---- DATA SHOWN
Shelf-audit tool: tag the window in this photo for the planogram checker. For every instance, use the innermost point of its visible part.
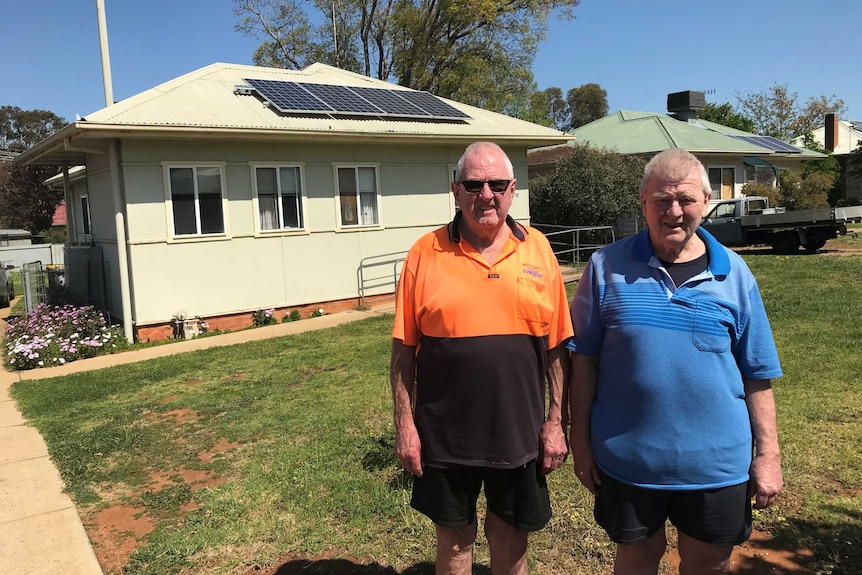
(279, 197)
(721, 180)
(85, 216)
(196, 200)
(357, 195)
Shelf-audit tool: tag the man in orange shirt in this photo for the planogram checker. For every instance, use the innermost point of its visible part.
(481, 323)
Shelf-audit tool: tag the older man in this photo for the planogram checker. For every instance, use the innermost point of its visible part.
(480, 323)
(670, 384)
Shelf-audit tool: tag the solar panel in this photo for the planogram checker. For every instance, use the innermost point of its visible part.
(307, 98)
(769, 143)
(433, 105)
(342, 99)
(289, 96)
(391, 101)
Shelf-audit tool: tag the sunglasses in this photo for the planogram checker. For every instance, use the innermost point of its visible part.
(476, 186)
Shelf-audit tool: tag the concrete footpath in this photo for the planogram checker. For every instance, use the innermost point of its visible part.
(40, 530)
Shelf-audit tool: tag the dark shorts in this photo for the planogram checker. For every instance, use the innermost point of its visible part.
(517, 496)
(632, 514)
--------
What is needed is an exact copy of the lines from the one holding "Shelf-audit tool: tag the concrete" through the final line of the material.

Shelf-audit tool: tag the concrete footpath in this photo for the planogram checker. For every instance, use the innermost point of its visible part.
(40, 530)
Shelf-audit tool: tag the dark shorts in this photo for the planogram checker. For every instance, use the innermost point of its visible part.
(517, 496)
(632, 514)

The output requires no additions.